Given request: Arrange every line of the rows below as a Markdown table with two columns, Row and Line, leaving out blank lines. Number the lines in order under Row and copy each line under Line.

________________________________________

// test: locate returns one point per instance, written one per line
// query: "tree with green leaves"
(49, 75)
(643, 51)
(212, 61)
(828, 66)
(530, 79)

________________________________________

Problem solution:
| Row | Line |
|---|---|
| 1 | // test: locate returns one point per instance, written one per line |
| 2 | // query: "tree with green leaves" |
| 3 | (49, 75) |
| 4 | (643, 51) |
| 5 | (212, 61) |
| 6 | (828, 66) |
| 7 | (530, 79) |